## [Work to complete]
Your answer must be an exact transcription of every record below, with the pictures omitted.

## [The records]
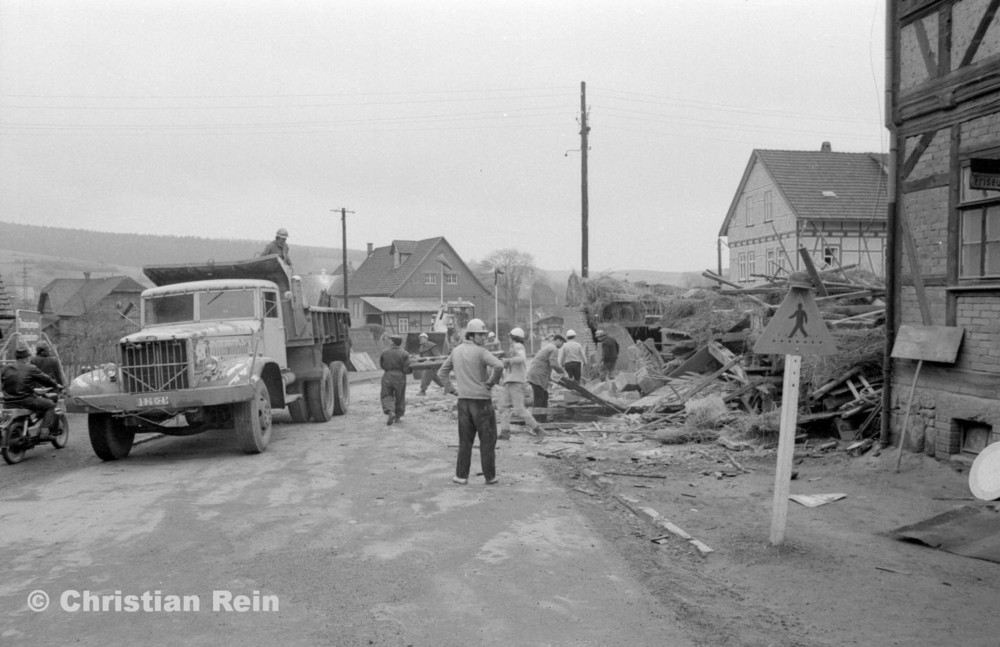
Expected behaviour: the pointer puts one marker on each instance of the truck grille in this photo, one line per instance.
(150, 366)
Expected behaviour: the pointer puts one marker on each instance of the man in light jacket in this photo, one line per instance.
(512, 396)
(542, 364)
(475, 370)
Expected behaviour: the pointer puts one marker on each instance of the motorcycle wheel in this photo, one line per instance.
(13, 454)
(62, 439)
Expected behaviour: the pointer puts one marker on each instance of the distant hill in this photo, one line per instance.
(650, 277)
(31, 256)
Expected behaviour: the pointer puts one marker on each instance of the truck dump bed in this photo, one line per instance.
(267, 268)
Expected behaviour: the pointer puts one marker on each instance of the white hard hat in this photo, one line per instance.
(476, 326)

## [Task output]
Expected behaviour: the pointer puts one marker on each instance of the truck grille in this photo, one line per instance.
(150, 366)
Expected behaviour: the pointer puts one marker on each instance of the man in light jacket in this photo, one line per instance.
(512, 396)
(542, 364)
(475, 370)
Expected behaviour: the pointer puts one marker on each instance of the motorcycle wheel in this photo, one line per instance.
(13, 454)
(62, 439)
Expected behaviour: the pointer puts one marker on each instance of the distant hill in this photo, one line per instance.
(650, 277)
(31, 256)
Expected behaviour: the pointer puts one marker on each instance of the truck dump bed in this photo, one line per instance.
(267, 268)
Expected behaviour: the pointer puts one marker on each instance of the white hard hat in this photo, one line per instance.
(476, 326)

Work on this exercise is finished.